--- BEGIN ---

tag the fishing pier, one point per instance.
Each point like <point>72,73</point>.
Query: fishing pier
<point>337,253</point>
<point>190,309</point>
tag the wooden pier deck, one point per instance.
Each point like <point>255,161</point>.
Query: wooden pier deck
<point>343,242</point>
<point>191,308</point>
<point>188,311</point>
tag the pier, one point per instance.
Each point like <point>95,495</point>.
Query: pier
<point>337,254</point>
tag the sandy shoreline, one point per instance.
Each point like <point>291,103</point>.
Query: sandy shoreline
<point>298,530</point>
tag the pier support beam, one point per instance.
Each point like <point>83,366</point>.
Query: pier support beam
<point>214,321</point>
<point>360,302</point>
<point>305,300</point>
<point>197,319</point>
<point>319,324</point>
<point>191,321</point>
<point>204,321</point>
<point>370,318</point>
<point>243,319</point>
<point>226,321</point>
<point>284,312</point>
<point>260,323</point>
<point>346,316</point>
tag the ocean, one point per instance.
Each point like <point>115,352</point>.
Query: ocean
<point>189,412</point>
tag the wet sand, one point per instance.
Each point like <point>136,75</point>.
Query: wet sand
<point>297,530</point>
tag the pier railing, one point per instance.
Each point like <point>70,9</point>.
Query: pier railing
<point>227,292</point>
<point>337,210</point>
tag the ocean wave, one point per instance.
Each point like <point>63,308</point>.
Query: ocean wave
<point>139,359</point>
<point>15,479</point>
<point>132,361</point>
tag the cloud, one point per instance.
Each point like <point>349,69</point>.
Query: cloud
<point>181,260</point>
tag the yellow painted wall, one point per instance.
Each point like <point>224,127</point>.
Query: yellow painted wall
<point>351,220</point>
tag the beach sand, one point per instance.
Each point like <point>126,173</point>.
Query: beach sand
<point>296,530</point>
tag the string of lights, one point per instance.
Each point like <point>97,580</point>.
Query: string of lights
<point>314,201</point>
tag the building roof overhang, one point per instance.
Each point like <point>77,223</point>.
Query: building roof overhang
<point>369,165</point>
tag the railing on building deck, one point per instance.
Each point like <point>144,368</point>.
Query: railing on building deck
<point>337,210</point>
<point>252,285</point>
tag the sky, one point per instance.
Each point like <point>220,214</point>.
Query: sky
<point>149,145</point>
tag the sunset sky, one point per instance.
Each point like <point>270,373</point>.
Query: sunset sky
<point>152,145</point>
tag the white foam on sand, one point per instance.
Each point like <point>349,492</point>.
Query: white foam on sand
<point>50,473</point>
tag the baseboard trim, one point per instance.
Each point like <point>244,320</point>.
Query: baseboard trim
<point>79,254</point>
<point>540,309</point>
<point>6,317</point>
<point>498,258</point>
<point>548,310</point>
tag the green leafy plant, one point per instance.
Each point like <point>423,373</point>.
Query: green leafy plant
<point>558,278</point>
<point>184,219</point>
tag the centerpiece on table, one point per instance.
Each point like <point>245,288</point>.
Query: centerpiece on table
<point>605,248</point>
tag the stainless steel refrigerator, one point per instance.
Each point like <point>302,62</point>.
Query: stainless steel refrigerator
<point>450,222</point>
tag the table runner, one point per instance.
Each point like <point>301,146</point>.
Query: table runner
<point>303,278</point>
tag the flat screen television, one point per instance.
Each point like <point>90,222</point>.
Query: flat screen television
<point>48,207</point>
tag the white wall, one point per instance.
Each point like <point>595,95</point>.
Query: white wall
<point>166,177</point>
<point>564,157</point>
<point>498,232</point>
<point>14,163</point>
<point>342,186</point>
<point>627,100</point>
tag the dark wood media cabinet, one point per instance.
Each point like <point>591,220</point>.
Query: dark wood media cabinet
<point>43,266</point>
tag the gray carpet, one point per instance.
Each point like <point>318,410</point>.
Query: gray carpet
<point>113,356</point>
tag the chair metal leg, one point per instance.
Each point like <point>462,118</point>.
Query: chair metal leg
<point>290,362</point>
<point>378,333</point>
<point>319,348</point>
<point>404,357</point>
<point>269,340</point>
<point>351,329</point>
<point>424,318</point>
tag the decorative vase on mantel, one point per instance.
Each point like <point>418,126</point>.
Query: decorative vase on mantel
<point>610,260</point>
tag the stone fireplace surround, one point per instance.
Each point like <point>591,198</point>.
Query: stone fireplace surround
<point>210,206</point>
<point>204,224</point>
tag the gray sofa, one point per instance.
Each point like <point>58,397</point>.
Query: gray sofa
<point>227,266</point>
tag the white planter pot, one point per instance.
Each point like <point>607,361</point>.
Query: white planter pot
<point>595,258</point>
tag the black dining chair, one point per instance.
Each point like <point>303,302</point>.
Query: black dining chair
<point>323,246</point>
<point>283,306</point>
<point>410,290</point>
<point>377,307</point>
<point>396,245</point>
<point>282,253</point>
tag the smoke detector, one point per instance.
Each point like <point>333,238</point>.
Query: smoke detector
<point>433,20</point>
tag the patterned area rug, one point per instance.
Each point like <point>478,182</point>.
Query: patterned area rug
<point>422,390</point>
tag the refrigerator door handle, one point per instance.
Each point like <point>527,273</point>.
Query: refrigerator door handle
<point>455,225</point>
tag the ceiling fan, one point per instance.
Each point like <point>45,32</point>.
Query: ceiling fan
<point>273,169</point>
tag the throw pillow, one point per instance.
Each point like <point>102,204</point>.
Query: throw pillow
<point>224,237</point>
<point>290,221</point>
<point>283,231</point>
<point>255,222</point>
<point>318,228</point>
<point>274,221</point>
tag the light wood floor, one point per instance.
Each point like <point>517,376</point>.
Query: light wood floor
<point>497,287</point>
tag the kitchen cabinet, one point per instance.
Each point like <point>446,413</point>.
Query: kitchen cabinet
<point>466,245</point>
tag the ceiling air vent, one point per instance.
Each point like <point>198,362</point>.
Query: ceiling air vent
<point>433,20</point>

--- END ---

▸ Task to complete:
Set out every line of the listing above as a Markdown table with the columns "No." and "Entry", numbering each row and skipping blank lines.

▸ Output:
| No. | Entry |
|---|---|
| 1 | tag the fishing pier, one point per instance. |
| 2 | Each point like <point>72,73</point>. |
| 3 | Query: fishing pier |
| 4 | <point>337,253</point> |
| 5 | <point>190,309</point> |
| 6 | tag the wooden pier deck, one point per instance. |
| 7 | Each point like <point>255,161</point>. |
| 8 | Query: wooden pier deck |
| 9 | <point>343,242</point> |
| 10 | <point>191,308</point> |
| 11 | <point>188,311</point> |
| 12 | tag the pier, one point per instance. |
| 13 | Each point like <point>95,495</point>. |
| 14 | Query: pier |
| 15 | <point>337,254</point> |
| 16 | tag the sandy shoreline, one point per instance. |
| 17 | Each point like <point>291,103</point>. |
| 18 | Query: sandy shoreline |
| 19 | <point>298,530</point> |
| 20 | tag the pier support beam, one point per instance. |
| 21 | Each point like <point>83,366</point>. |
| 22 | Query: pier support beam |
| 23 | <point>214,321</point> |
| 24 | <point>360,302</point> |
| 25 | <point>305,300</point> |
| 26 | <point>197,319</point> |
| 27 | <point>319,324</point> |
| 28 | <point>191,321</point> |
| 29 | <point>204,321</point> |
| 30 | <point>370,318</point> |
| 31 | <point>243,319</point> |
| 32 | <point>226,321</point> |
| 33 | <point>284,312</point> |
| 34 | <point>260,323</point> |
| 35 | <point>346,316</point> |
| 36 | tag the ocean, one point per instance. |
| 37 | Each point like <point>115,352</point>. |
| 38 | Query: ocean |
| 39 | <point>189,412</point> |
| 40 | tag the wet sand, one point per instance. |
| 41 | Each point like <point>136,75</point>. |
| 42 | Query: wet sand |
| 43 | <point>297,530</point> |
| 44 | tag the pier railing, one point per instance. |
| 45 | Each point like <point>70,9</point>. |
| 46 | Query: pier railing |
| 47 | <point>227,292</point> |
| 48 | <point>337,210</point> |
| 49 | tag the ocean wave, one point per instance. |
| 50 | Each point like <point>63,308</point>. |
| 51 | Query: ocean wave |
| 52 | <point>139,359</point> |
| 53 | <point>15,479</point> |
| 54 | <point>132,361</point> |
| 55 | tag the cloud, one point per instance. |
| 56 | Each point like <point>349,69</point>. |
| 57 | Query: cloud |
| 58 | <point>181,260</point> |
| 59 | tag the yellow painted wall, one point per instance. |
| 60 | Each point like <point>224,127</point>. |
| 61 | Query: yellow painted wall |
| 62 | <point>351,220</point> |
| 63 | tag the beach sand, one point per instance. |
| 64 | Each point like <point>126,173</point>. |
| 65 | Query: beach sand |
| 66 | <point>296,530</point> |
| 67 | tag the string of lights, one point per instance. |
| 68 | Each point like <point>97,580</point>. |
| 69 | Query: string of lights |
| 70 | <point>314,201</point> |
| 71 | tag the building roof overhang, one point per instance. |
| 72 | Each point like <point>77,223</point>. |
| 73 | Query: building roof overhang |
| 74 | <point>369,165</point> |
| 75 | tag the railing on building deck, one point per instance. |
| 76 | Each point like <point>144,368</point>. |
| 77 | Query: railing on building deck |
| 78 | <point>337,210</point> |
| 79 | <point>252,285</point> |
| 80 | tag the sky, one point per instance. |
| 81 | Each point like <point>220,214</point>. |
| 82 | Query: sky |
| 83 | <point>149,145</point> |
| 84 | tag the sunset sky, one point per instance. |
| 85 | Each point like <point>270,373</point>. |
| 86 | Query: sunset sky |
| 87 | <point>152,145</point> |
| 88 | tag the white foam on sand, one point per instance. |
| 89 | Each point like <point>349,492</point>. |
| 90 | Query: white foam on sand |
| 91 | <point>50,473</point> |
| 92 | tag the baseboard trim, one point per instance. |
| 93 | Each point like <point>244,320</point>. |
| 94 | Query: baseboard trim |
| 95 | <point>79,254</point> |
| 96 | <point>540,309</point> |
| 97 | <point>6,317</point> |
| 98 | <point>498,258</point> |
| 99 | <point>548,310</point> |
| 100 | tag the green leafy plant, one point per instance. |
| 101 | Each point like <point>423,373</point>. |
| 102 | Query: green leafy plant |
| 103 | <point>558,278</point> |
| 104 | <point>184,219</point> |
| 105 | tag the centerpiece on table, one point per instance. |
| 106 | Each point like <point>245,288</point>. |
| 107 | Query: centerpiece on table |
| 108 | <point>605,248</point> |
| 109 | tag the stainless steel refrigerator, one point per instance. |
| 110 | Each point like <point>302,62</point>. |
| 111 | Query: stainless steel refrigerator |
| 112 | <point>450,222</point> |
| 113 | tag the table runner, one point per instance. |
| 114 | Each point like <point>301,146</point>. |
| 115 | Query: table runner |
| 116 | <point>303,278</point> |
| 117 | tag the flat screen television, one point per instance. |
| 118 | Each point like <point>90,222</point>. |
| 119 | Query: flat screen television |
| 120 | <point>48,207</point> |
| 121 | tag the white wall, one point per instance. |
| 122 | Each point like <point>595,95</point>. |
| 123 | Query: white wall |
| 124 | <point>166,177</point> |
| 125 | <point>564,157</point> |
| 126 | <point>498,232</point> |
| 127 | <point>14,163</point> |
| 128 | <point>342,186</point> |
| 129 | <point>627,100</point> |
| 130 | tag the dark wood media cabinet, one point per instance. |
| 131 | Each point like <point>591,220</point>. |
| 132 | Query: dark wood media cabinet |
| 133 | <point>43,266</point> |
| 134 | tag the gray carpet, one point per instance. |
| 135 | Each point like <point>318,410</point>. |
| 136 | Query: gray carpet |
| 137 | <point>113,356</point> |
| 138 | tag the chair metal leg, one point per instance. |
| 139 | Each point like <point>462,118</point>. |
| 140 | Query: chair metal leg |
| 141 | <point>290,362</point> |
| 142 | <point>378,333</point> |
| 143 | <point>319,348</point> |
| 144 | <point>404,357</point> |
| 145 | <point>269,340</point> |
| 146 | <point>351,329</point> |
| 147 | <point>424,318</point> |
| 148 | tag the decorative vase on mantel, one point per instance. |
| 149 | Each point like <point>418,126</point>. |
| 150 | Query: decorative vase on mantel |
| 151 | <point>610,260</point> |
| 152 | tag the stone fireplace surround, one point per instance. |
| 153 | Each point like <point>591,198</point>. |
| 154 | Query: stone fireplace surround |
| 155 | <point>210,206</point> |
| 156 | <point>204,224</point> |
| 157 | tag the gray sofa, one point per instance. |
| 158 | Each point like <point>58,397</point>. |
| 159 | Query: gray sofa |
| 160 | <point>227,266</point> |
| 161 | tag the white planter pot, one point per instance. |
| 162 | Each point like <point>607,361</point>. |
| 163 | Query: white planter pot |
| 164 | <point>595,258</point> |
| 165 | tag the black dining chair, one point per instance. |
| 166 | Each point like <point>303,302</point>. |
| 167 | Query: black dining chair |
| 168 | <point>323,246</point> |
| 169 | <point>283,306</point> |
| 170 | <point>410,290</point> |
| 171 | <point>377,307</point> |
| 172 | <point>396,245</point> |
| 173 | <point>282,253</point> |
| 174 | tag the smoke detector, one point per instance. |
| 175 | Each point like <point>333,238</point>. |
| 176 | Query: smoke detector |
| 177 | <point>433,20</point> |
| 178 | tag the patterned area rug, one point per instance. |
| 179 | Each point like <point>478,182</point>. |
| 180 | Query: patterned area rug |
| 181 | <point>422,390</point> |
| 182 | tag the refrigerator door handle, one point per instance. |
| 183 | Each point like <point>527,273</point>. |
| 184 | Query: refrigerator door handle |
| 185 | <point>455,225</point> |
| 186 | tag the ceiling fan, one point per instance. |
| 187 | Each point like <point>45,32</point>. |
| 188 | Query: ceiling fan |
| 189 | <point>273,169</point> |
| 190 | tag the throw pillow, one point per instance. |
| 191 | Each point like <point>102,204</point>. |
| 192 | Query: throw pillow |
| 193 | <point>224,237</point> |
| 194 | <point>290,221</point> |
| 195 | <point>283,231</point> |
| 196 | <point>255,222</point> |
| 197 | <point>318,228</point> |
| 198 | <point>274,221</point> |
| 199 | tag the light wood floor, one point per instance. |
| 200 | Each point like <point>517,376</point>. |
| 201 | Query: light wood floor |
| 202 | <point>497,287</point> |
| 203 | tag the kitchen cabinet, one point per instance. |
| 204 | Each point like <point>446,413</point>. |
| 205 | Query: kitchen cabinet |
| 206 | <point>466,245</point> |
| 207 | tag the ceiling air vent, one point per instance. |
| 208 | Each point like <point>198,362</point>. |
| 209 | Query: ceiling air vent |
| 210 | <point>433,20</point> |